[Selected extract]
We carefully negotiated the railroad ties graciously placed by Mountain Rescue and Hill Walkers, so that we might safely cross the deep black bog covered with slick tufts of lime green grass. The wind pushed against us, hoping for a laugh if we fell. I would imagine the wind was more than 30 mph. Strong enough I paid careful attention to my own footing. No falls from the pilgrims of Vox Peregrini.

By the fourth day of a pilgrimage, while exhausted like never before, a strength emerges. Pilgrims seem to tap into a new found wellspring. They drink, not from a reserve, but from a dark place they never knew existed. In that place of shadows, where only the pilgrimage can shine a light of discovery—there in moments of the fear of failure, there in the darkness is found the water that renews like none other. I have witnessed the pilgrims of Vox Peregrini begin to drop their cups into that well.

In a simpler world and time, we might say from here it's downhill. Pastor Amy, however, pointed out that she had a new understanding of that American phrase. The difference being she said, is that she would now rather walk uphill. The downhill slopes are painfully troubling. I wonder now. How will we take our new insights into a world that may never be able to fully understand our journey? Where language is lost on those who have not walked our way. Or care to hear our stories. I do wonder about those who seem to be casual tourists in life.

[Stored data entries]
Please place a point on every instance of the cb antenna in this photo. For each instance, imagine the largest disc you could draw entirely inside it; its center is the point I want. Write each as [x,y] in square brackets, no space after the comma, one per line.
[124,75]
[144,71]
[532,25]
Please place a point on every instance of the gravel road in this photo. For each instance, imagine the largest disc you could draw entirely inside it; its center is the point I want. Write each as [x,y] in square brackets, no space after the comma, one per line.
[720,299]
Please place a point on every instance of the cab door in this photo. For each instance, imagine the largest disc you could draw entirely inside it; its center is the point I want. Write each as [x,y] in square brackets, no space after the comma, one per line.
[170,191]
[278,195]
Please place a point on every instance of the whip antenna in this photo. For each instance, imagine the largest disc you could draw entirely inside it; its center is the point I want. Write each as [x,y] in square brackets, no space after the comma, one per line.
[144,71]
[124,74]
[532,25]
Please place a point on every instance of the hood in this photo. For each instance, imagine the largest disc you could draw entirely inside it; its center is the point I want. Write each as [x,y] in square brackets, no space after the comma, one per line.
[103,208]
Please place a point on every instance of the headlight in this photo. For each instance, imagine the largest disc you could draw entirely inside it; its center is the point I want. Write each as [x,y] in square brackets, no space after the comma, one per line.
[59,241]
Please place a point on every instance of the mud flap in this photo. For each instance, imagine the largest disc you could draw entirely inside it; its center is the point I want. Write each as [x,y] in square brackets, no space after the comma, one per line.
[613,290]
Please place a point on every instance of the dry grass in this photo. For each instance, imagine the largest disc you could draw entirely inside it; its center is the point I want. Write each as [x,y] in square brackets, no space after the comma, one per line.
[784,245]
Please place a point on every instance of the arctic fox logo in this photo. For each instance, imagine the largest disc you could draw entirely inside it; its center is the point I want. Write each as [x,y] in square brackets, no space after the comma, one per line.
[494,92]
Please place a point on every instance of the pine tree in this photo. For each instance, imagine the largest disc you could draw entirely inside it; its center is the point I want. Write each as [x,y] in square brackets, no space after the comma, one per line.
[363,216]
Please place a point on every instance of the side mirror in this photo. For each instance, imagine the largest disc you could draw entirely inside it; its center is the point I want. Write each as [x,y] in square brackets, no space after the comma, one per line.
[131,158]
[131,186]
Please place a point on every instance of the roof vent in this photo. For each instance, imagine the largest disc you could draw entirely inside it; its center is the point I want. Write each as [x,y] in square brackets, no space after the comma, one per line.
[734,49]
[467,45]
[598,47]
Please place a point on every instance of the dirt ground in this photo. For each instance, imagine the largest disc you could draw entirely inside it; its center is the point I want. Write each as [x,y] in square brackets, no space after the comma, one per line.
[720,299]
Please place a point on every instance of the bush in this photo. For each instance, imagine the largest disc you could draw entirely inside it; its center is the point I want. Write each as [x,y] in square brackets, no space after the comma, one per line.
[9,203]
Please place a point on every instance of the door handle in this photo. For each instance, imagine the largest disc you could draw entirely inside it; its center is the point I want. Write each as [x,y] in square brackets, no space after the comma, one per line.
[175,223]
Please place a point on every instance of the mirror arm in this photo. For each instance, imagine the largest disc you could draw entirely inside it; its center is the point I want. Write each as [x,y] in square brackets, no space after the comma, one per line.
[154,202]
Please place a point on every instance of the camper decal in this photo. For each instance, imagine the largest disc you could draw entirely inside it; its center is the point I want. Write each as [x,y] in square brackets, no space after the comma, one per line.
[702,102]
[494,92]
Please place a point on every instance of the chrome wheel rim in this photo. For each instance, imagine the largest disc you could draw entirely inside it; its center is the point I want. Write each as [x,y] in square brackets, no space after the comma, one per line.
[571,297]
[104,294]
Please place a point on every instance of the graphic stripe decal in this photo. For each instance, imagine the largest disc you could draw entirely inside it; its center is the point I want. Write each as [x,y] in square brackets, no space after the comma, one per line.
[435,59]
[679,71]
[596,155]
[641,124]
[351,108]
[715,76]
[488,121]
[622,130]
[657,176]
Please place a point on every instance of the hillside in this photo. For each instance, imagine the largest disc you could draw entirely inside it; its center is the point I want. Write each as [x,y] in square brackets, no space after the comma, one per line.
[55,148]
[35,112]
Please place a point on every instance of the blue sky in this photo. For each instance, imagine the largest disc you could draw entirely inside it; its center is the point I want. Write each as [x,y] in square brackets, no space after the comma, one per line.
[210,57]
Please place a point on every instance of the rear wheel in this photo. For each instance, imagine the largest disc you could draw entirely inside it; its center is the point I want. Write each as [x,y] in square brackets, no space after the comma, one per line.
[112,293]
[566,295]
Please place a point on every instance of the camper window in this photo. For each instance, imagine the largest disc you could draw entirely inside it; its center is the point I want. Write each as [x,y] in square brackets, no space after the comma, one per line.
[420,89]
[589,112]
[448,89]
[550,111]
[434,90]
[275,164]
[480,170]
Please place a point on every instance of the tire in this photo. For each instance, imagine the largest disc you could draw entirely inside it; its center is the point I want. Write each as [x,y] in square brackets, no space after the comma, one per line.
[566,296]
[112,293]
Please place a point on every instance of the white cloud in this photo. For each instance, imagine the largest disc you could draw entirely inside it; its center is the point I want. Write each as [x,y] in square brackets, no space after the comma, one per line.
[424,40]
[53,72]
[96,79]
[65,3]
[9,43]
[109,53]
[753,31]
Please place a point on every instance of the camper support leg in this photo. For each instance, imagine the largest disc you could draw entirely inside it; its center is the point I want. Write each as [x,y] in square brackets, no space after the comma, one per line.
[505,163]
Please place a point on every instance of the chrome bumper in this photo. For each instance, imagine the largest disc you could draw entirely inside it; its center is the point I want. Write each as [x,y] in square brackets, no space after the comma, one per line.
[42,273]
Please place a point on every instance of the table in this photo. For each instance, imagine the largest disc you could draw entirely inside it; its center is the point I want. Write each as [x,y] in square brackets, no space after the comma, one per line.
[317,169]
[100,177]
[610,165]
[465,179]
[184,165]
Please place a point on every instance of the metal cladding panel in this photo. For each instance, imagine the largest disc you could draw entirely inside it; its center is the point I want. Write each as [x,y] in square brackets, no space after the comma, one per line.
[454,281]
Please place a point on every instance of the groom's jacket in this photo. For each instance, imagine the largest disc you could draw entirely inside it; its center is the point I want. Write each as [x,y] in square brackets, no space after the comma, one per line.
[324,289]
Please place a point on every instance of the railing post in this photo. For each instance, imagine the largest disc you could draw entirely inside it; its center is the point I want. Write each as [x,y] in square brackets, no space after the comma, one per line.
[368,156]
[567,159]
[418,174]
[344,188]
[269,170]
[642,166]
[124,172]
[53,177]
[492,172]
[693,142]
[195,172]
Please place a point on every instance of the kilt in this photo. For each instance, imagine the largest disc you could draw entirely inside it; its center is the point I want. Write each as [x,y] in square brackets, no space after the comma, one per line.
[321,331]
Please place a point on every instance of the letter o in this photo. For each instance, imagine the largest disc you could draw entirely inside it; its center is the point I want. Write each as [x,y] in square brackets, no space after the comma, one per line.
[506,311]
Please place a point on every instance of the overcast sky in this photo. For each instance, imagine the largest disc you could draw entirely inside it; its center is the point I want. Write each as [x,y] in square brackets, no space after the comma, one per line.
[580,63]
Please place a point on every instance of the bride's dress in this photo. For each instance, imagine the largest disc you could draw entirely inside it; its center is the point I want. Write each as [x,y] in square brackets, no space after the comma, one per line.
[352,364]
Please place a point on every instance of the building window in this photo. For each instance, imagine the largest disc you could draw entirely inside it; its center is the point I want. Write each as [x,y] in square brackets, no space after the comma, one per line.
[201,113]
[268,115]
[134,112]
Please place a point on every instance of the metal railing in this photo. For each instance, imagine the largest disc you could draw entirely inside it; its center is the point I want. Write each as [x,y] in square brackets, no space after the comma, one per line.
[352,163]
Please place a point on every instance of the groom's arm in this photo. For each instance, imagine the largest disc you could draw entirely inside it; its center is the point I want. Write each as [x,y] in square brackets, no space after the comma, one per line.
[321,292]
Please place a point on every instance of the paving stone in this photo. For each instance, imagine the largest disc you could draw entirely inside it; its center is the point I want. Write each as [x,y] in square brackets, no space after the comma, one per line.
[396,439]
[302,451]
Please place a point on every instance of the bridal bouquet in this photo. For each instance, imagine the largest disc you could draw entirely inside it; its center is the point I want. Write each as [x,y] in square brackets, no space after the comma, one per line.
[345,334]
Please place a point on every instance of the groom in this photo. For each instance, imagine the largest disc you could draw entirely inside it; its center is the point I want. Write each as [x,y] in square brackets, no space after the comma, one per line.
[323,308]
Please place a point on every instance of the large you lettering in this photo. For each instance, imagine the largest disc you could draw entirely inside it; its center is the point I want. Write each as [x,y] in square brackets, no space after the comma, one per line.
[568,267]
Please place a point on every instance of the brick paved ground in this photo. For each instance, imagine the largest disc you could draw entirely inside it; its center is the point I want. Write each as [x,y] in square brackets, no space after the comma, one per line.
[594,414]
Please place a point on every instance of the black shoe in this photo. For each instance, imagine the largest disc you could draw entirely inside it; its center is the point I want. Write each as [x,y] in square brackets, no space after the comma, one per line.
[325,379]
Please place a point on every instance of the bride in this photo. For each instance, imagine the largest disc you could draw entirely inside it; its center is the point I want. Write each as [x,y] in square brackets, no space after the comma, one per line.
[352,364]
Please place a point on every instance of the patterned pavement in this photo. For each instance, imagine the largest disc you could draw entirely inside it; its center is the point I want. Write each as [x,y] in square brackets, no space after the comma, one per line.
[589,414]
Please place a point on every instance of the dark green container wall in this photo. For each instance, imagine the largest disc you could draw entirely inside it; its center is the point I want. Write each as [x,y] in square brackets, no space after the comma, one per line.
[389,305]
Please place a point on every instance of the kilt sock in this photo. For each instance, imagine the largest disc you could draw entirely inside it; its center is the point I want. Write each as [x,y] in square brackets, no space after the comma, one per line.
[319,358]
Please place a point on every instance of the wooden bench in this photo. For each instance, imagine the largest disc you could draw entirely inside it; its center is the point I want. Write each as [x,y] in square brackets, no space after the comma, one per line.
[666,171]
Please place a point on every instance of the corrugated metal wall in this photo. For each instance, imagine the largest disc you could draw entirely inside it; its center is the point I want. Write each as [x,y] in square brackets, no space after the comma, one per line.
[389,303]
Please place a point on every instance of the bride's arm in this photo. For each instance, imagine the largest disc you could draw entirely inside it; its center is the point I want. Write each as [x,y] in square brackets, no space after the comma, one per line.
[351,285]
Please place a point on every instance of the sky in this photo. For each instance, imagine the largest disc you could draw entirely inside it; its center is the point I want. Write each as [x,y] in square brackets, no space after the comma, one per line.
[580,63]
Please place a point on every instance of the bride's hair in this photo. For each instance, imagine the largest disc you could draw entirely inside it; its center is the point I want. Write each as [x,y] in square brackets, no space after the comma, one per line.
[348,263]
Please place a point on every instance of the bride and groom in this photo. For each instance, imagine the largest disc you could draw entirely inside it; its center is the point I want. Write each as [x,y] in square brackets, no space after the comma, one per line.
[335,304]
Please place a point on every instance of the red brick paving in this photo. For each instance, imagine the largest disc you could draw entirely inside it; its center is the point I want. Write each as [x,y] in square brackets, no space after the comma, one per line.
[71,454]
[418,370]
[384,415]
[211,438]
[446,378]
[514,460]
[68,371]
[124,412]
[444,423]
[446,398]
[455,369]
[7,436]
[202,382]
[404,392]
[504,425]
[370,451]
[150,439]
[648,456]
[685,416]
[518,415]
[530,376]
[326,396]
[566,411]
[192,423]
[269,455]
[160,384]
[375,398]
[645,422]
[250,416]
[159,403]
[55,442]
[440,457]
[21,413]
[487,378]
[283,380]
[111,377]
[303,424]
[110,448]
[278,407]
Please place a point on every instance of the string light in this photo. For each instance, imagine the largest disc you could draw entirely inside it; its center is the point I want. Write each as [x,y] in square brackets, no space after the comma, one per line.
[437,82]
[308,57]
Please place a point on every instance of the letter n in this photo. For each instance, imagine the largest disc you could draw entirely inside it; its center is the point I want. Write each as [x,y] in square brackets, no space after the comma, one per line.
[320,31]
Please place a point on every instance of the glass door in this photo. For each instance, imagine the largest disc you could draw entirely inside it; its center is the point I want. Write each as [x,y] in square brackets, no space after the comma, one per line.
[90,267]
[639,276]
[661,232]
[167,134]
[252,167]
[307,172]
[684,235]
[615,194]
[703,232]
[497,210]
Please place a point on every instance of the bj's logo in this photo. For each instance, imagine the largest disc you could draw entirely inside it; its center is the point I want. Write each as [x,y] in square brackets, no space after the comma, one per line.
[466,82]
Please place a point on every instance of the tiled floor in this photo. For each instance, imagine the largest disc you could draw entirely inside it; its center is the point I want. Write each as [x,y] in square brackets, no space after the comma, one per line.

[What needs to be done]
Reproduce the portion of the pilgrimage account above starting with "We carefully negotiated" and going on through "into that well.".

[Written solution]
We carefully negotiated the railroad ties graciously placed by Mountain Rescue and Hill Walkers, so that we might safely cross the deep black bog covered with slick tufts of lime green grass. The wind pushed against us, hoping for a laugh if we fell. I would imagine the wind was more than 30 mph. Strong enough I paid careful attention to my own footing. No falls from the pilgrims of Vox Peregrini.

By the fourth day of a pilgrimage, while exhausted like never before, a strength emerges. Pilgrims seem to tap into a new found wellspring. They drink, not from a reserve, but from a dark place they never knew existed. In that place of shadows, where only the pilgrimage can shine a light of discovery—there in moments of the fear of failure, there in the darkness is found the water that renews like none other. I have witnessed the pilgrims of Vox Peregrini begin to drop their cups into that well.